**Exercise directions**
Reproduce the data below line for line, leaving out the pictures.

--- --- ---

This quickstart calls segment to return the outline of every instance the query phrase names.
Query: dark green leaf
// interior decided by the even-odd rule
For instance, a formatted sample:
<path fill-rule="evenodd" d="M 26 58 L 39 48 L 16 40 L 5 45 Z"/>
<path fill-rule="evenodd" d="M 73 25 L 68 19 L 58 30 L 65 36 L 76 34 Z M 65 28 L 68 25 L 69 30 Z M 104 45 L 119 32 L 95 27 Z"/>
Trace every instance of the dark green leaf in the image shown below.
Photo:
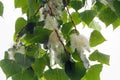
<path fill-rule="evenodd" d="M 26 45 L 31 43 L 45 43 L 49 39 L 49 35 L 52 31 L 44 28 L 36 28 L 34 34 L 27 34 L 23 39 Z"/>
<path fill-rule="evenodd" d="M 2 4 L 2 2 L 0 1 L 0 16 L 3 15 L 3 10 L 4 10 L 3 4 Z"/>
<path fill-rule="evenodd" d="M 15 61 L 8 59 L 1 60 L 0 67 L 7 78 L 21 71 L 21 67 Z"/>
<path fill-rule="evenodd" d="M 100 0 L 96 0 L 95 5 L 93 6 L 93 8 L 97 11 L 97 13 L 99 13 L 102 9 L 104 9 L 106 6 L 100 2 Z"/>
<path fill-rule="evenodd" d="M 67 11 L 66 10 L 64 10 L 63 12 L 62 12 L 62 21 L 63 21 L 63 23 L 67 23 L 67 17 L 68 17 L 68 15 L 67 15 Z"/>
<path fill-rule="evenodd" d="M 102 67 L 103 66 L 101 64 L 91 66 L 81 80 L 100 80 L 100 72 L 102 71 Z"/>
<path fill-rule="evenodd" d="M 31 64 L 34 62 L 34 58 L 25 56 L 24 54 L 21 54 L 21 53 L 15 53 L 14 57 L 15 57 L 16 63 L 23 68 L 30 67 Z"/>
<path fill-rule="evenodd" d="M 34 0 L 28 0 L 28 11 L 29 11 L 29 17 L 34 15 L 34 13 L 35 13 Z"/>
<path fill-rule="evenodd" d="M 100 12 L 99 18 L 108 26 L 117 19 L 117 16 L 110 8 L 105 8 Z"/>
<path fill-rule="evenodd" d="M 27 32 L 29 32 L 30 34 L 33 34 L 34 33 L 34 28 L 36 26 L 36 23 L 34 22 L 29 22 L 27 23 L 25 29 L 27 30 Z"/>
<path fill-rule="evenodd" d="M 32 68 L 28 68 L 26 70 L 22 70 L 21 72 L 12 76 L 12 80 L 38 80 L 35 77 Z"/>
<path fill-rule="evenodd" d="M 117 19 L 114 23 L 113 23 L 113 29 L 116 29 L 117 27 L 119 27 L 120 25 L 120 19 Z"/>
<path fill-rule="evenodd" d="M 93 20 L 93 18 L 96 16 L 95 10 L 86 10 L 82 13 L 80 13 L 80 18 L 82 21 L 84 21 L 87 25 Z"/>
<path fill-rule="evenodd" d="M 63 69 L 49 69 L 44 73 L 46 80 L 69 80 Z"/>
<path fill-rule="evenodd" d="M 89 59 L 91 61 L 98 61 L 102 64 L 109 65 L 110 56 L 103 54 L 103 53 L 100 53 L 98 50 L 96 50 L 89 56 Z"/>
<path fill-rule="evenodd" d="M 39 52 L 38 44 L 31 44 L 25 48 L 25 54 L 28 56 L 35 56 Z"/>
<path fill-rule="evenodd" d="M 63 24 L 61 31 L 63 34 L 68 35 L 71 29 L 72 29 L 72 23 L 69 22 L 69 23 Z"/>
<path fill-rule="evenodd" d="M 4 59 L 9 59 L 9 53 L 7 51 L 5 51 Z"/>
<path fill-rule="evenodd" d="M 39 26 L 39 27 L 44 27 L 45 25 L 45 21 L 40 21 L 40 22 L 37 22 L 36 26 Z"/>
<path fill-rule="evenodd" d="M 101 30 L 100 24 L 94 20 L 90 23 L 89 27 L 93 28 L 94 30 L 98 30 L 98 31 Z"/>
<path fill-rule="evenodd" d="M 81 80 L 86 73 L 86 69 L 83 62 L 67 61 L 65 63 L 65 72 L 71 80 Z"/>
<path fill-rule="evenodd" d="M 24 18 L 18 18 L 15 22 L 15 34 L 17 34 L 26 25 L 26 23 L 27 21 Z"/>
<path fill-rule="evenodd" d="M 81 19 L 79 17 L 79 13 L 78 12 L 73 12 L 71 14 L 72 16 L 72 20 L 74 21 L 75 25 L 79 24 L 81 22 Z"/>
<path fill-rule="evenodd" d="M 14 0 L 15 8 L 22 8 L 22 13 L 28 11 L 28 0 Z"/>
<path fill-rule="evenodd" d="M 32 64 L 32 68 L 38 77 L 42 76 L 45 66 L 46 66 L 46 60 L 44 57 L 36 59 L 35 63 Z"/>
<path fill-rule="evenodd" d="M 91 36 L 90 36 L 90 46 L 91 47 L 95 47 L 95 46 L 103 43 L 104 41 L 105 41 L 105 38 L 102 36 L 102 34 L 99 31 L 94 30 L 91 33 Z"/>
<path fill-rule="evenodd" d="M 83 3 L 82 1 L 78 1 L 78 0 L 71 0 L 70 1 L 70 6 L 75 9 L 76 11 L 78 11 L 80 8 L 83 7 Z"/>
<path fill-rule="evenodd" d="M 120 18 L 120 1 L 114 0 L 113 6 L 114 6 L 114 9 L 115 9 L 115 13 Z"/>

--- --- ---

**Finished exercise**
This quickstart calls segment to return the outline of every instance the query phrase names.
Query: dark green leaf
// interior decided by the even-odd rule
For instance, a formatted sample:
<path fill-rule="evenodd" d="M 26 58 L 39 48 L 16 40 L 5 45 Z"/>
<path fill-rule="evenodd" d="M 73 25 L 68 19 L 58 30 L 65 36 L 76 34 Z M 65 28 L 68 25 L 69 30 Z M 104 45 L 119 32 L 95 27 Z"/>
Trace every instance of the dark green leaf in the image shown below.
Photo:
<path fill-rule="evenodd" d="M 26 45 L 31 43 L 45 43 L 49 39 L 49 35 L 52 31 L 44 28 L 36 28 L 34 34 L 27 34 L 23 39 Z"/>
<path fill-rule="evenodd" d="M 2 4 L 2 2 L 0 1 L 0 16 L 3 15 L 3 10 L 4 10 L 3 4 Z"/>
<path fill-rule="evenodd" d="M 15 61 L 8 59 L 1 60 L 0 67 L 7 78 L 21 71 L 21 67 Z"/>
<path fill-rule="evenodd" d="M 100 0 L 96 0 L 95 5 L 93 6 L 93 8 L 97 11 L 97 13 L 99 13 L 102 9 L 104 9 L 106 6 L 100 2 Z"/>
<path fill-rule="evenodd" d="M 67 11 L 66 10 L 64 10 L 63 12 L 62 12 L 62 21 L 63 21 L 63 23 L 67 23 L 67 17 L 68 17 L 68 15 L 67 15 Z"/>
<path fill-rule="evenodd" d="M 102 67 L 103 66 L 101 64 L 91 66 L 81 80 L 100 80 L 100 72 L 102 71 Z"/>
<path fill-rule="evenodd" d="M 31 64 L 34 62 L 34 58 L 25 56 L 24 54 L 21 54 L 21 53 L 15 53 L 14 57 L 15 57 L 16 63 L 23 68 L 30 67 Z"/>
<path fill-rule="evenodd" d="M 34 0 L 28 0 L 28 11 L 29 11 L 29 17 L 34 15 L 34 13 L 35 13 Z"/>
<path fill-rule="evenodd" d="M 100 12 L 99 18 L 108 26 L 117 19 L 117 16 L 110 8 L 105 8 Z"/>
<path fill-rule="evenodd" d="M 27 32 L 29 32 L 30 34 L 33 34 L 34 33 L 34 28 L 36 26 L 36 23 L 34 22 L 29 22 L 27 23 L 25 29 L 27 30 Z"/>
<path fill-rule="evenodd" d="M 32 68 L 28 68 L 26 70 L 22 70 L 21 72 L 12 76 L 12 80 L 38 80 L 35 77 Z"/>
<path fill-rule="evenodd" d="M 117 19 L 114 23 L 113 23 L 113 29 L 116 29 L 117 27 L 119 27 L 120 25 L 120 19 Z"/>
<path fill-rule="evenodd" d="M 93 20 L 93 18 L 96 16 L 95 10 L 86 10 L 82 13 L 80 13 L 80 18 L 82 21 L 84 21 L 87 25 Z"/>
<path fill-rule="evenodd" d="M 63 69 L 49 69 L 44 73 L 46 80 L 69 80 Z"/>
<path fill-rule="evenodd" d="M 89 59 L 91 61 L 98 61 L 102 64 L 109 65 L 110 56 L 103 54 L 103 53 L 100 53 L 98 50 L 96 50 L 89 56 Z"/>
<path fill-rule="evenodd" d="M 39 52 L 38 44 L 31 44 L 25 48 L 25 54 L 28 56 L 35 56 Z"/>
<path fill-rule="evenodd" d="M 63 24 L 61 31 L 63 34 L 68 35 L 71 29 L 72 29 L 72 23 L 69 22 L 69 23 Z"/>
<path fill-rule="evenodd" d="M 4 59 L 9 59 L 9 53 L 7 51 L 5 51 Z"/>
<path fill-rule="evenodd" d="M 39 26 L 39 27 L 44 27 L 45 25 L 45 21 L 40 21 L 40 22 L 37 22 L 36 26 Z"/>
<path fill-rule="evenodd" d="M 101 30 L 100 24 L 94 20 L 90 23 L 89 27 L 93 28 L 94 30 L 98 30 L 98 31 Z"/>
<path fill-rule="evenodd" d="M 81 80 L 86 73 L 86 69 L 83 62 L 67 61 L 65 63 L 65 72 L 71 80 Z"/>
<path fill-rule="evenodd" d="M 24 18 L 18 18 L 15 22 L 15 34 L 17 34 L 26 25 L 26 23 L 27 21 Z"/>
<path fill-rule="evenodd" d="M 81 19 L 79 17 L 79 13 L 78 12 L 73 12 L 71 14 L 72 16 L 72 20 L 74 21 L 75 25 L 79 24 L 81 22 Z"/>
<path fill-rule="evenodd" d="M 14 0 L 15 8 L 22 8 L 22 13 L 28 11 L 28 0 Z"/>
<path fill-rule="evenodd" d="M 32 64 L 32 68 L 38 77 L 42 76 L 45 66 L 46 66 L 46 60 L 44 57 L 36 59 L 35 63 Z"/>
<path fill-rule="evenodd" d="M 91 36 L 90 36 L 90 46 L 91 47 L 95 47 L 95 46 L 103 43 L 104 41 L 105 41 L 105 38 L 102 36 L 102 34 L 99 31 L 94 30 L 91 33 Z"/>
<path fill-rule="evenodd" d="M 83 3 L 82 1 L 78 1 L 78 0 L 71 0 L 70 1 L 70 6 L 75 9 L 76 11 L 78 11 L 80 8 L 83 7 Z"/>
<path fill-rule="evenodd" d="M 120 18 L 120 1 L 114 0 L 113 6 L 114 6 L 114 9 L 115 9 L 115 13 Z"/>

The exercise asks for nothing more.